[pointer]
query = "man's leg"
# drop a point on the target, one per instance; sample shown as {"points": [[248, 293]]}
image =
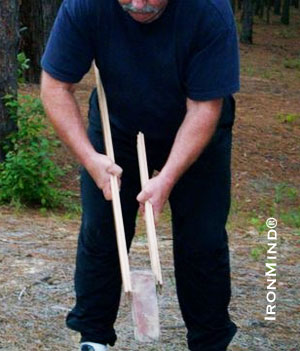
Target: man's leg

Task directions: Reproduce the complete set of records verbatim and omit the pictures.

Reply:
[pointer]
query = "man's leg"
# drop a point on the target, one per instance; sample shown as {"points": [[248, 293]]}
image =
Target: man's leg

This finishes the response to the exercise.